*簡短問題 1:*
請從下面的閱讀摘錄中摘出一段文字，一字不改地抄下來。這段文字從含有“最後答案是\(f[1][0]\)”的字句開始，到“i = x;i >= p;-- i)”結束。

*閱讀摘錄:*
# # # #

獎勵關

題目要求我們求出期望得分

發現$ n $十分小

考慮狀壓

設狀態\(f[i][j]\)表示前i關.狀態為j的期望值

然後期望倒推就ok了.

最後答案是\(f[1][0]\)

/*header*/
#include <iostream>
#include <cstdio>
#include <cstring>
#include <algorithm>
#include <vector>
#include <cmath>
#define rep(i , x, p) for(int i = x;i <= p;++ i)
#define sep(i , x, p) for(int i = x;i >= p;-- i)
#define gc getchar()
#define pc putchar
#define ll long long
#define mk make_pair
#define fi first
#define se second
using std::min;
using std::max;
using std::swap;
 
inline int gi() {
  int x = 0,f = 1;char c = gc;
  while(c < '0' || c > '9') {if(c == '-')f = -1;c = gc;}
  while(c >= '0' && c <= '9') {x = x * 10 + c - '0';c = gc;}return x * f;
}
 
void print(int x) {
  if(x < 0) pc('-') , x = -x;
  if(x >= 10) print(x / 10);
  pc(x % 10 + '0');
}
const int maxN = 100 + 7;
double f[maxN][32800];
int need[maxN] ,a[maxN];
 
int main() {
    int k = gi() , n = gi();
    rep(i , 1, n) {
        a[i] = gi();
        while(true) {
            int x = gi();if(!x) break;
            need[i] |= (1 << x - 1);
        }
    }
    sep(i , k, 1) {
        rep(j , 0, (1 << n) - 1) {
            rep(l , 1, n) {
                if(!( ( ~j ) & need[l]) ) {
                    f[i][j] += max(f[i + 1][j] , f[i + 1][j | (1 << (l - 1))] + a[l]);
                }
                else f[i][j] += f[i + 1][j];
            }
            f[i][j] /= n;
        }
    }
    printf("%.6lf\n", f[1][0]);
    return 0;
}
 

獎勵關

# # # #

*練習列表:*
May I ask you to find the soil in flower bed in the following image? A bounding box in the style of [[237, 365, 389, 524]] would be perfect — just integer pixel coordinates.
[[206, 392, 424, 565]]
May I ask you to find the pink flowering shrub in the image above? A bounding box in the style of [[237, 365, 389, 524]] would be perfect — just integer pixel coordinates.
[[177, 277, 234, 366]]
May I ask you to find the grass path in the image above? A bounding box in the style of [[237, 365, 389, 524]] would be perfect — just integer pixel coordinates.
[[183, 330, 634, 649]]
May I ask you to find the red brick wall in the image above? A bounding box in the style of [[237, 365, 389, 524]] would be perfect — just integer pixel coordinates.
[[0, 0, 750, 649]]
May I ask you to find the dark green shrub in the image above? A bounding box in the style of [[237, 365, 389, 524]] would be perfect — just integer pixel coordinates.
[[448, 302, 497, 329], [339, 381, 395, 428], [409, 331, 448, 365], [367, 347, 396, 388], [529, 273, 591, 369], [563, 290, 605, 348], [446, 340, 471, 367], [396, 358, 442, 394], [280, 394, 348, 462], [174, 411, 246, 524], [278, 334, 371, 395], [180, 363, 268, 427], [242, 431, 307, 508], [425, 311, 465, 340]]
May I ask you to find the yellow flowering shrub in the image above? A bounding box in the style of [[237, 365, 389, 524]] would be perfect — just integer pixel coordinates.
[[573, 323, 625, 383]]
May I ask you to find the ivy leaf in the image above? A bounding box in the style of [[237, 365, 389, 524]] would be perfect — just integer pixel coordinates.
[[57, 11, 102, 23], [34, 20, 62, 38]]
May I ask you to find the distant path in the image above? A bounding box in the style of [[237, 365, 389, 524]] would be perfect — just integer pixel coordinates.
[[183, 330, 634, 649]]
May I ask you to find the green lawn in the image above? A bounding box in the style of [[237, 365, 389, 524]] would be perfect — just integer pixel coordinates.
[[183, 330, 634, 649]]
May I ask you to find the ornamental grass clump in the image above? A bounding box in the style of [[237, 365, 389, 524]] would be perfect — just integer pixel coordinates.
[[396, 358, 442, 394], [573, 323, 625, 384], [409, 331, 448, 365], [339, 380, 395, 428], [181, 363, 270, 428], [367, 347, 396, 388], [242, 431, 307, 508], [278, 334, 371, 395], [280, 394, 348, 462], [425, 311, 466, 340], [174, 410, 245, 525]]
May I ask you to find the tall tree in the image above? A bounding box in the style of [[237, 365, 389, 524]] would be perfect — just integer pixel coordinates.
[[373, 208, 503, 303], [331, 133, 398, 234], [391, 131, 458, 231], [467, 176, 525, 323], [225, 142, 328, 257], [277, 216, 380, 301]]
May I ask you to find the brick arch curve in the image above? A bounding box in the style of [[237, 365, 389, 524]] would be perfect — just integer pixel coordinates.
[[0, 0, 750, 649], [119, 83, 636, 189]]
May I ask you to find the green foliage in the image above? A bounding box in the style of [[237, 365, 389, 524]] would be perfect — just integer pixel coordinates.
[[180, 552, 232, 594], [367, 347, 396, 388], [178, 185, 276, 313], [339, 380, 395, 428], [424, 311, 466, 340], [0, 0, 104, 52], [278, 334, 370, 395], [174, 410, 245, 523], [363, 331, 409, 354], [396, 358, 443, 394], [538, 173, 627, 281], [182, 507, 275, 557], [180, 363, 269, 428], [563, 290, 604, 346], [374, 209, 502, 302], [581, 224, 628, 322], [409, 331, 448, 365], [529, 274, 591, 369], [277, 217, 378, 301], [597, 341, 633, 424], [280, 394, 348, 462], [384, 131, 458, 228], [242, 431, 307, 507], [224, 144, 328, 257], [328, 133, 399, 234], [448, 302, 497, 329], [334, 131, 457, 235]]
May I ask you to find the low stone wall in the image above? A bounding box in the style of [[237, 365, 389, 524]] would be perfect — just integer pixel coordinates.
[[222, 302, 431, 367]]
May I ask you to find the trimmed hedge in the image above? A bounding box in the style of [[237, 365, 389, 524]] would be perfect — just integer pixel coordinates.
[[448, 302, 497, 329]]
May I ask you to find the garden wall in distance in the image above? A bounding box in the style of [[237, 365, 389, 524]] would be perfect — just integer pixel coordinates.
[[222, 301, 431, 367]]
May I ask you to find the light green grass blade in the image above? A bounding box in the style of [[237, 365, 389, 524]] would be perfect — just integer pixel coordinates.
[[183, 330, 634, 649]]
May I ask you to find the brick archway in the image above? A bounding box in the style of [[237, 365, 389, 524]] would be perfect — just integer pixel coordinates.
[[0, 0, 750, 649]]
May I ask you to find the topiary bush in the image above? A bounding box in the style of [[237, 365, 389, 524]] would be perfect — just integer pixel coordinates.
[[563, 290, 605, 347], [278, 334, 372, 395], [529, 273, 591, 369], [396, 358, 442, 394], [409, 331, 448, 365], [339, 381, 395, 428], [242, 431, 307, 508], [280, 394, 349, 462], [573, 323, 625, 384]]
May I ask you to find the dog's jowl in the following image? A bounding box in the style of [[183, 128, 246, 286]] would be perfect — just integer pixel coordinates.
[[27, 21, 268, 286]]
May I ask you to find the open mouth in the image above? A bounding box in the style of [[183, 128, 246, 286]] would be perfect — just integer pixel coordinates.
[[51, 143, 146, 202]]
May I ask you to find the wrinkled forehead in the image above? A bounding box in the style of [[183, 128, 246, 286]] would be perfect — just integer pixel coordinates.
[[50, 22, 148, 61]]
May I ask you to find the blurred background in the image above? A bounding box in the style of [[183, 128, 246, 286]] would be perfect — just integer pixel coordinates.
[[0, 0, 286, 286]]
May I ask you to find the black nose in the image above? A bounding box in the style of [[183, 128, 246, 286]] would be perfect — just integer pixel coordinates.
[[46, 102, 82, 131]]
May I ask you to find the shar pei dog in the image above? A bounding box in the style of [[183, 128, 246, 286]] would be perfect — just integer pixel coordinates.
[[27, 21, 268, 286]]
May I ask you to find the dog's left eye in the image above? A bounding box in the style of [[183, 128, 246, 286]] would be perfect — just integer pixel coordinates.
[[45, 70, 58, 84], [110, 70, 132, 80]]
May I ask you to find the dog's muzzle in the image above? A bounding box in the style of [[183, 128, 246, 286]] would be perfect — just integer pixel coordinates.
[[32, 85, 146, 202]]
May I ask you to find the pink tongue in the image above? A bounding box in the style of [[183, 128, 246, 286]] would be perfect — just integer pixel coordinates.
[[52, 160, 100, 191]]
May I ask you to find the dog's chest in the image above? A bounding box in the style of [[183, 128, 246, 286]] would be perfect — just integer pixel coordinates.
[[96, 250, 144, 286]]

# # # #

*簡短問題 2:*
請從上面的列表中摘出所有含有字串“brick”的行。

*任務回答 1:*
最後答案是\(f[1][0]\)

/*header*/
#include <iostream>
#include <cstdio>
#include <cstring>
#include <algorithm>
#include <vector>
#include <cmath>
#define rep(i , x, p) for(int i = x;i <= p;++ i)
#define sep(i , x, p) for(int i = x;i >= p;-- i)

*任務回答 2:*
May I ask you to find the red brick wall in the image above? A bounding box in the style of [[237, 365, 389, 524]] would be perfect — just integer pixel coordinates.
May I ask you to find the brick arch curve in the image above? A bounding box in the style of [[237, 365, 389, 524]] would be perfect — just integer pixel coordinates.
May I ask you to find the brick archway in the image above? A bounding box in the style of [[237, 365, 389, 524]] would be perfect — just integer pixel coordinates.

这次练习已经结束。